§ WHAT IS REQUIRED
With the pictures left out, copy the listing below exactly.

§ TASK MATERIAL
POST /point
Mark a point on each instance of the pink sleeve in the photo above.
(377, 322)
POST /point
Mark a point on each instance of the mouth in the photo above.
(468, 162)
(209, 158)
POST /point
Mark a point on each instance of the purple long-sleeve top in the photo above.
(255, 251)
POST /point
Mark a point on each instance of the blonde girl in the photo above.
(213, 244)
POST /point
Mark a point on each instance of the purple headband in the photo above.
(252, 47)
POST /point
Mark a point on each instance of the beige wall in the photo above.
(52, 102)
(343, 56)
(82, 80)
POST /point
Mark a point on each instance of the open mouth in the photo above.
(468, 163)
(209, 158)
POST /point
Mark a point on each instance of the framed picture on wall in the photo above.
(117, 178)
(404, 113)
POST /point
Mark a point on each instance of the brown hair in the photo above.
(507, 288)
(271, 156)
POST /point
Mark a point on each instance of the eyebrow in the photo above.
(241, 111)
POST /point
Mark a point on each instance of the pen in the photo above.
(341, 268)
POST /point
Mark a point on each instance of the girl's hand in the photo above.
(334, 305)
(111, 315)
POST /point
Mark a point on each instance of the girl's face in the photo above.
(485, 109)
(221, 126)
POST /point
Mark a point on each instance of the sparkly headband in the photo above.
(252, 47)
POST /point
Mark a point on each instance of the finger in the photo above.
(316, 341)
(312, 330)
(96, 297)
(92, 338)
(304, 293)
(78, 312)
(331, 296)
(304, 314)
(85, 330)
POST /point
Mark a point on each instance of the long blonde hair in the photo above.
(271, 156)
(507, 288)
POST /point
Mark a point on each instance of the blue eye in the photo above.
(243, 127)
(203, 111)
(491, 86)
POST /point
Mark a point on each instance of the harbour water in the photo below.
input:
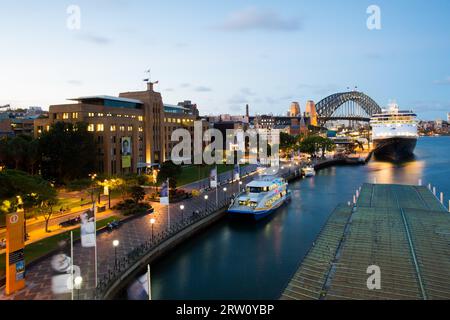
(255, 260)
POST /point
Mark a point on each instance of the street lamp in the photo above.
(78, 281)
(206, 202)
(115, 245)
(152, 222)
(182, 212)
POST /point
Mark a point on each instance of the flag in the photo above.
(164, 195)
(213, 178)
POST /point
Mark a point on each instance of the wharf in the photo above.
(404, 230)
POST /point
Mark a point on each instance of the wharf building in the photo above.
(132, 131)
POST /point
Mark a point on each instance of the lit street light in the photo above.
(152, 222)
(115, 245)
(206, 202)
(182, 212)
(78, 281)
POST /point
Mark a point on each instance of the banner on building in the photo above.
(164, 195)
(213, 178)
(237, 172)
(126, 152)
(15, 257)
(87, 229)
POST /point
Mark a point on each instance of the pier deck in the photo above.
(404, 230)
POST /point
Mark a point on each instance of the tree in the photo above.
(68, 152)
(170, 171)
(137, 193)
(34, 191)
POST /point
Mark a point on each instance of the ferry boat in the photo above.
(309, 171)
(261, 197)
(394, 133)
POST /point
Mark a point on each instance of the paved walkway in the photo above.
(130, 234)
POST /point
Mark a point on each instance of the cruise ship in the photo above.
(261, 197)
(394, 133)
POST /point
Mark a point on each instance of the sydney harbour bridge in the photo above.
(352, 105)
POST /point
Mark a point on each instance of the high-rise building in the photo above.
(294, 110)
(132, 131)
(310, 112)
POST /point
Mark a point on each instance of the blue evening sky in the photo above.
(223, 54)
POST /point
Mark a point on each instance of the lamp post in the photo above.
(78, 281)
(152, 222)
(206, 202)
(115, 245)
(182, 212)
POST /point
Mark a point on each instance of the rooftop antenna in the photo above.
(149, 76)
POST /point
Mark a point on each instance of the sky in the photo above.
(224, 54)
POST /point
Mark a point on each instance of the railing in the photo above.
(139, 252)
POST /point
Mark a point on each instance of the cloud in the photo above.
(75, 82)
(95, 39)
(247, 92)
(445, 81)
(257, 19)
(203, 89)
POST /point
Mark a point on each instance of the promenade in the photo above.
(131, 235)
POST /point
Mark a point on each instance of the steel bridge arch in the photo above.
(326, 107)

§ IN RESPONSE
POST /point
Mark a point on each instance of the pink sleeve in the photo above.
(377, 322)
POST /point
Mark a point on each instance of the mouth in the photo above.
(468, 162)
(209, 158)
POST /point
Mark a point on each instance of the purple long-sleeve top in the photo above.
(255, 251)
POST /point
Mark a point on each instance of the blonde girl in the photo above.
(213, 244)
POST /point
Mark a point on each instance of the purple headband in the photo above.
(252, 47)
POST /point
Mark a point on each instance of the beige wall in the photo above.
(52, 102)
(343, 56)
(82, 80)
POST /point
Mark a point on each instance of the open mouth in the photo above.
(468, 163)
(209, 158)
POST /point
Mark a point on each instance of the framed picture on wall in the photo above.
(117, 178)
(404, 113)
POST /point
Mark a point on each instance of the brown hair in the photo above.
(507, 288)
(271, 156)
POST /point
Mark a point on each instance of the eyebrow in the photo above.
(241, 111)
POST /point
Mark a point on each instance of the pen in the photo above.
(341, 268)
POST /point
Mark a point on each instance of the girl's hand in the photo above.
(334, 305)
(111, 315)
POST /point
Mark a point on each instance of the girl's face in the photo above.
(485, 109)
(221, 126)
POST /point
Mark a point on each instance of the sparkly headband in the photo above.
(252, 47)
POST /point
Mark a point on each instance of the finger in the photo above.
(316, 341)
(312, 330)
(96, 297)
(92, 338)
(304, 293)
(78, 312)
(331, 296)
(304, 314)
(85, 330)
POST /point
Mark a point on each instance of the long blonde hair in the photo above.
(271, 156)
(507, 288)
POST /point
Mark a point on each instance of the blue eye in the photo above.
(243, 127)
(203, 111)
(491, 86)
POST /point
Mark a point on each instance of the harbour water in the photo below.
input:
(255, 260)
POST /point
Mark a point on each instance of the street lamp in the photo above.
(78, 281)
(206, 202)
(115, 245)
(152, 222)
(182, 212)
POST /point
Mark a point on each instance of the flag in the photo above.
(164, 195)
(213, 178)
POST /point
Mark a point on each instance of the wharf in the photo above.
(404, 230)
POST /point
Mark a point on each instance of the wharf building in the photo above.
(132, 131)
POST /point
Mark a point on each instance of the lit street light in the photo above.
(152, 222)
(115, 245)
(206, 202)
(182, 212)
(78, 281)
POST /point
Mark a point on each instance of the banner on building in the photo above.
(164, 195)
(213, 178)
(237, 172)
(126, 152)
(15, 257)
(87, 229)
POST /point
Mark a point on each instance of the pier deck in the photo above.
(404, 230)
POST /point
Mark a point on each instance of the tree in the photo above.
(68, 152)
(170, 171)
(137, 193)
(34, 191)
POST /point
Mark a point on each instance of the ferry boat in the photo above.
(309, 171)
(261, 197)
(394, 133)
POST /point
Mark a point on each instance of the paved walkway in the photo above.
(130, 234)
POST /point
Mark a point on each instance of the cruise ship in the photo above.
(261, 197)
(394, 133)
POST /point
Mark a point on each instance of the sydney harbour bridge in the photo above.
(352, 105)
POST /point
Mark a point on each instance of the high-rise building in the photo above.
(294, 110)
(132, 131)
(310, 112)
POST /point
Mark a point on each instance of the blue evening sky in the photo above.
(223, 54)
POST /point
Mark a point on each instance of the lamp post in the photo above.
(78, 281)
(152, 222)
(206, 202)
(115, 245)
(182, 212)
POST /point
Mark a point on each instance of the rooftop antenna in the photo above.
(149, 76)
POST /point
Mark a point on each instance of the sky in the photo above.
(224, 54)
POST /point
Mark a point on each instance of the railing in the photo above.
(139, 252)
POST /point
Mark a point on each instance of the cloud in the photo above.
(75, 82)
(95, 39)
(247, 92)
(445, 81)
(257, 19)
(203, 89)
POST /point
Mark a point on each instance of the promenade in the photo above.
(131, 235)
POST /point
Mark a point on each instance of the steel bridge arch in the photo above.
(326, 107)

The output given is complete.